:: SHORT TASK ::
Render every line of the items below as a two-column Markdown table headed "Row" and "Line". Number the rows in order and skip blank lines.

:: RECORD SET ::

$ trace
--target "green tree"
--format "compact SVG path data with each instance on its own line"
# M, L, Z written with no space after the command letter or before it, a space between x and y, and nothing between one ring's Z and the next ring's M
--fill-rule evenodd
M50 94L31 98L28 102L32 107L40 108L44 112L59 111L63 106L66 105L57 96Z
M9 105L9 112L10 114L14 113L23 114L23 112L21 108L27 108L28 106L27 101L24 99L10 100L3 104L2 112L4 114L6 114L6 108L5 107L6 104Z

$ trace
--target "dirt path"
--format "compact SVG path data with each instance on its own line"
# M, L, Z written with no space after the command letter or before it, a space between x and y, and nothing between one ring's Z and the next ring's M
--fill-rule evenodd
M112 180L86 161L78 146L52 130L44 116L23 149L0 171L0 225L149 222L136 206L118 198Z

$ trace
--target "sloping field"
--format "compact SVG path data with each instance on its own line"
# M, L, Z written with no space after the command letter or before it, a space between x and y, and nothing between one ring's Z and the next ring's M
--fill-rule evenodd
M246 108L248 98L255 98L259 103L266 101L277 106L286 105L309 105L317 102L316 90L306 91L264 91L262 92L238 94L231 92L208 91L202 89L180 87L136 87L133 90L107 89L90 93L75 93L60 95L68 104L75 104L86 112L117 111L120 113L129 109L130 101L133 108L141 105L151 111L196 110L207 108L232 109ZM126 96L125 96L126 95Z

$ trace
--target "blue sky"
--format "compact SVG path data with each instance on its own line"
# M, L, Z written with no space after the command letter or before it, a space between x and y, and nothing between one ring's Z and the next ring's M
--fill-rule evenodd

:: REPLY TO THE TASK ::
| Row | Line |
|---|---|
| 1 | $ trace |
| 2 | --target "green tree" |
| 3 | --format "compact SVG path data with each instance on its own line" |
| 4 | # M, L, Z written with no space after the command letter or before it, a space between x and y, and nothing between one ring's Z and the next ring's M |
| 5 | --fill-rule evenodd |
| 6 | M50 94L31 98L28 102L32 107L40 108L44 112L59 111L63 106L66 105L57 96Z |
| 7 | M9 105L9 112L10 114L14 113L23 114L23 112L21 108L27 108L28 106L27 101L24 99L10 100L3 104L2 112L4 114L6 114L6 108L5 107L6 104Z |
| 8 | $ trace |
| 9 | --target "dirt path" |
| 10 | --format "compact SVG path data with each instance on its own line" |
| 11 | # M, L, Z written with no space after the command letter or before it, a space between x and y, and nothing between one ring's Z and the next ring's M |
| 12 | --fill-rule evenodd |
| 13 | M112 180L86 161L78 146L52 130L44 116L23 149L0 171L0 225L149 222L136 206L118 198Z |
| 14 | $ trace |
| 15 | --target "sloping field" |
| 16 | --format "compact SVG path data with each instance on its own line" |
| 17 | # M, L, Z written with no space after the command letter or before it, a space between x and y, and nothing between one ring's Z and the next ring's M |
| 18 | --fill-rule evenodd |
| 19 | M246 108L248 98L255 98L259 103L266 101L277 106L286 105L309 105L317 102L316 90L306 91L264 91L262 92L238 94L231 92L208 91L202 89L180 87L136 87L133 90L107 89L90 93L75 93L60 95L68 104L75 104L86 112L117 111L120 113L129 109L130 101L133 108L141 105L151 111L196 110L207 108L232 109ZM126 96L125 96L126 95Z |
| 20 | $ trace |
| 21 | --target "blue sky" |
| 22 | --format "compact SVG path data with each instance on its own line" |
| 23 | # M, L, Z written with no space after the command letter or before it, a space between x and y, and nothing between one ring's Z and the next ring's M |
| 24 | --fill-rule evenodd |